==== SELECTED PASSAGE
Be thoughtful with the rest
As an industry, healthcare will spend more on technology over time. Ideally, we can leverage that IT investment to recover expenses from other areas. The mandate is to improve quality, transparency, and population health while better managing healthcare inflation. IT and appropriate levels of medical technology are the best tools to make that possible. We have spent a fortune over the last five years replacing EMRs as quickly as possible, but we have not spent a commensurate amount of time or money improving workflow and measuring the value associated with these investments. We should complete this work before we seriously consider major outsourcing transactions.
All outsourcing contracts include three critical elements: scope, service metrics, and cost. Most providers focus on cost and become frustrated when they’re told that increased scope and/or service will cost more. Those same providers usually have a good handle on IT expenses but cannot forecast estate growth or articulate acceptable service levels.
Let’s quickly review some other areas that are typically included in IT outsourcing.
Outsourcing the entire IT shop: IT now serves as the nervous system of the provider enterprise. Turning the keys to the store to a third party that scrapes 25-40% gross margin off the top is both costly and incredibly dangerous. Remember that third parties can become hostile; I have personally assisted a provider through such a situation. In 2014, having a hostile third party parked between you and your nervous system is a frightening concept.
Application support: This is quite diverse, but for your core applications (EMR, revenue cycle), you already pay suppliers 15-20% per year for maintenance and basic support. Outsourcing proposals highlight 40% savings through labor arbitrage while quietly agreeing to pass a small fraction of that savings to you under specific conditions. Now is not the time for Byzantine cost structures and hidden fees. In addition, the interaction between application support and your optimization efforts makes it incredibly difficult to achieve high service levels when a third party must make all of changes.
Desktop support: This can work, but you must first define what is good service, and for whom. Replacing a terminal in the ICU is a different problem than fixing a printer in a rural clinic. The value and the risk are in the fine details.
Help desk: What problem do you want fixed? Do you want rapid pickup and 24-hour coverage? Do you want first-call resolution? These are very different problems. I have seen many organizations pay a lot of money for an 800 number that simply redirects problems to their current staff.
========
==== DATA RECORDS
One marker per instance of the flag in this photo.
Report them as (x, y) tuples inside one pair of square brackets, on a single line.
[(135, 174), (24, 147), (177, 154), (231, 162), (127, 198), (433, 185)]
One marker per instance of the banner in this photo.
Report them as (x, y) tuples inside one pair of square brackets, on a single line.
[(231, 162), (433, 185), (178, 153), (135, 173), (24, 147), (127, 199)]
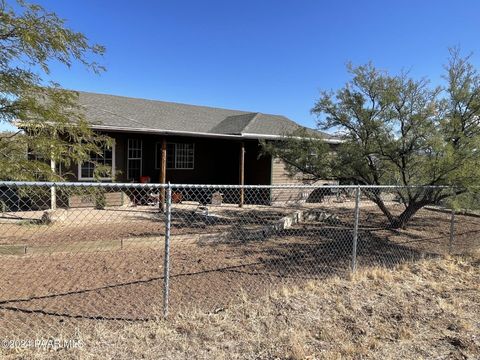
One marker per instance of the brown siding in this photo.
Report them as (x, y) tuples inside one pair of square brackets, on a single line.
[(280, 175)]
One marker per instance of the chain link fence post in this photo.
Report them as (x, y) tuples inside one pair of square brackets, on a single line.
[(166, 265), (355, 229), (452, 225)]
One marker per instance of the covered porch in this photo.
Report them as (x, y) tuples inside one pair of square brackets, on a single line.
[(192, 160)]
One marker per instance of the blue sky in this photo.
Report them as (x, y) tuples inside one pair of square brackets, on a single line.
[(264, 55)]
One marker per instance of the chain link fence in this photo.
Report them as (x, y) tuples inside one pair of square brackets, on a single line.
[(75, 254)]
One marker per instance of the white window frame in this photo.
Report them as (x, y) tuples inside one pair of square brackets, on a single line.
[(134, 158), (158, 149), (79, 177)]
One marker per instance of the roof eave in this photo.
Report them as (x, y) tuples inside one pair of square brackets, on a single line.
[(198, 134)]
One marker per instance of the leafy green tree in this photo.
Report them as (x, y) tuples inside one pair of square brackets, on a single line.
[(52, 123), (399, 131)]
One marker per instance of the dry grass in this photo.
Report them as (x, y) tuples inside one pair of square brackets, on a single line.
[(430, 309)]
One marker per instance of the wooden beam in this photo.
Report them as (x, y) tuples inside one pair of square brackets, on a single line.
[(242, 173), (163, 173)]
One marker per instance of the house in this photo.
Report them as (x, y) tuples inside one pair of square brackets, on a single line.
[(162, 142)]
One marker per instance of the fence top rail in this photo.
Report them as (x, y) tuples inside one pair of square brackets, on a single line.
[(210, 186)]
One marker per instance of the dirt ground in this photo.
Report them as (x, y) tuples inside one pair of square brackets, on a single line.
[(428, 309), (51, 293)]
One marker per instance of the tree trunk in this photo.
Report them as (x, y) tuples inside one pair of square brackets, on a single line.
[(401, 221)]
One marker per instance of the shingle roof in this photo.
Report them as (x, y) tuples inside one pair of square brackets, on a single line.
[(124, 112)]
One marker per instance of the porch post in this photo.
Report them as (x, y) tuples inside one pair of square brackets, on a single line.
[(163, 173), (242, 173), (53, 190)]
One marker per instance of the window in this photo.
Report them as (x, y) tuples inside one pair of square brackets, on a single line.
[(86, 170), (134, 159), (179, 155)]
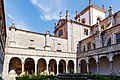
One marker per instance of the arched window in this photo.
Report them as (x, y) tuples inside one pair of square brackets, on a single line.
[(109, 42)]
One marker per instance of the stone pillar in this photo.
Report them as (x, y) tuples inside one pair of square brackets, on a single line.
[(36, 67), (111, 66), (87, 67), (74, 68), (22, 67), (57, 68), (79, 68), (47, 67), (97, 67), (66, 66)]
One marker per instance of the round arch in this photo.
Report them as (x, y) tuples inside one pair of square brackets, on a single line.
[(116, 63), (41, 66), (62, 66), (104, 66), (29, 65), (52, 66), (108, 41), (92, 66), (16, 65), (83, 66), (71, 66)]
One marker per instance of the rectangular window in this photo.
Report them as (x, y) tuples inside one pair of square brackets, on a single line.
[(85, 31), (118, 38)]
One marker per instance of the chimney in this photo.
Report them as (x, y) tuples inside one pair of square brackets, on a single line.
[(103, 6)]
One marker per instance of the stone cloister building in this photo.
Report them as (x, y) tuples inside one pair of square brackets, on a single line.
[(86, 44), (2, 36), (100, 52)]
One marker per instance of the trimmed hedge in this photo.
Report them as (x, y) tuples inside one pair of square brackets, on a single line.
[(37, 77)]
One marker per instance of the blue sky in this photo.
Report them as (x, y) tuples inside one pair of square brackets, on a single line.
[(39, 15)]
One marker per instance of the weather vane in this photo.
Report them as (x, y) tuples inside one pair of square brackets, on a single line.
[(90, 2)]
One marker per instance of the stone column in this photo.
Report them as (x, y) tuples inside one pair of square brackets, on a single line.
[(57, 68), (87, 67), (111, 66), (36, 67), (97, 67), (66, 67), (79, 68), (22, 67)]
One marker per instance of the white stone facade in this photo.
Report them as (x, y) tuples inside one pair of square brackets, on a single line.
[(75, 47)]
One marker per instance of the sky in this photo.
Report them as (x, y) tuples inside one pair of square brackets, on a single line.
[(39, 15)]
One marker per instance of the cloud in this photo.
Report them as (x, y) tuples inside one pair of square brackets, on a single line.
[(50, 9), (18, 23)]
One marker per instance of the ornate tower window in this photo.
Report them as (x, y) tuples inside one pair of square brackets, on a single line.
[(118, 38)]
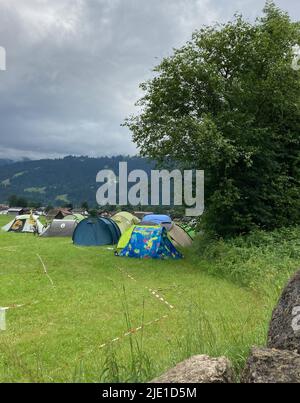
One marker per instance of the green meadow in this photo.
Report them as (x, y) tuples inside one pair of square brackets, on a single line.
[(73, 323)]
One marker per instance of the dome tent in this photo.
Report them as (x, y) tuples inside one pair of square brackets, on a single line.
[(60, 228), (125, 220), (74, 217), (24, 223), (148, 242), (179, 236), (96, 231), (158, 219)]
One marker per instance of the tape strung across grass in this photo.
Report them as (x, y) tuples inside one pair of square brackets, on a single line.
[(139, 328), (6, 308), (45, 270), (152, 292)]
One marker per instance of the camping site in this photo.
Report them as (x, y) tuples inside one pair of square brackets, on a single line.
[(149, 195), (96, 317)]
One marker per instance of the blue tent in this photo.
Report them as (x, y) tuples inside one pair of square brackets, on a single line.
[(150, 242), (96, 231), (158, 219)]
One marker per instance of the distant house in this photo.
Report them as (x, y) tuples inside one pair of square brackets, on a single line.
[(14, 211), (80, 211), (141, 214), (3, 209)]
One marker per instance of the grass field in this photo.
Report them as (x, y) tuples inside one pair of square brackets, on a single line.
[(59, 333)]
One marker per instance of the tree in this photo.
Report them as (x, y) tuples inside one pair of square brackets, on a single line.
[(228, 102), (15, 201), (85, 205)]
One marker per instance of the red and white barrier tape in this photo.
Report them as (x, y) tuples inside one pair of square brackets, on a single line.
[(153, 292)]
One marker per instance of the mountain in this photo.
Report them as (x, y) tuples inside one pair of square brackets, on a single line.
[(5, 162), (60, 181)]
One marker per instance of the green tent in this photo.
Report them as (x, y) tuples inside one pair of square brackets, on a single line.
[(125, 220)]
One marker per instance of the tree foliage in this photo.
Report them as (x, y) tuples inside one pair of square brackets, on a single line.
[(228, 102)]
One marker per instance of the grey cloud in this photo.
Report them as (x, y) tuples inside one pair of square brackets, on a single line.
[(74, 66)]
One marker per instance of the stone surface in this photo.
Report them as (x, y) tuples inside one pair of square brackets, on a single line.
[(199, 369), (284, 331), (272, 366)]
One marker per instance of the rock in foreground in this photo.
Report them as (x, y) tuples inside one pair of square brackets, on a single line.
[(272, 366), (199, 369), (284, 331)]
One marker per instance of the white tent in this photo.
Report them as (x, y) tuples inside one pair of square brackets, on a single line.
[(24, 223)]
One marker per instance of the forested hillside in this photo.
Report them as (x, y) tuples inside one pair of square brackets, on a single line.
[(60, 181)]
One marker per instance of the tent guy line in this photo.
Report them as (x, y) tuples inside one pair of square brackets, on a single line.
[(45, 270)]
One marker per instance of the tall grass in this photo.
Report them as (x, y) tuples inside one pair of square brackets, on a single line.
[(262, 261)]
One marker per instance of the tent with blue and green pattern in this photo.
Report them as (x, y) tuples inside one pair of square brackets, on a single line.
[(150, 242)]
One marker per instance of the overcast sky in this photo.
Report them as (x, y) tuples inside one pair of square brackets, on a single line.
[(74, 66)]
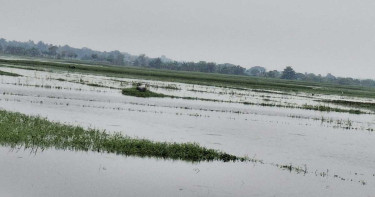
========
# EXERCISE GOAL:
Summarize the IT outsourcing passage in two sentences.

# ANSWER TO THE PROBLEM:
Healthcare providers have spent heavily replacing EMRs without comparable investment in improving workflow and measuring value, and the passage argues they should finish that work before seriously considering major outsourcing, whose contracts all hinge on scope, service metrics, and cost. Reviewing commonly outsourced areas, it warns that handing over the entire IT shop is costly and dangerous, that application support proposals pass on only a fraction of claimed savings and hinder optimization, and that desktop support and help desk arrangements require first defining what service or problem fix is wanted.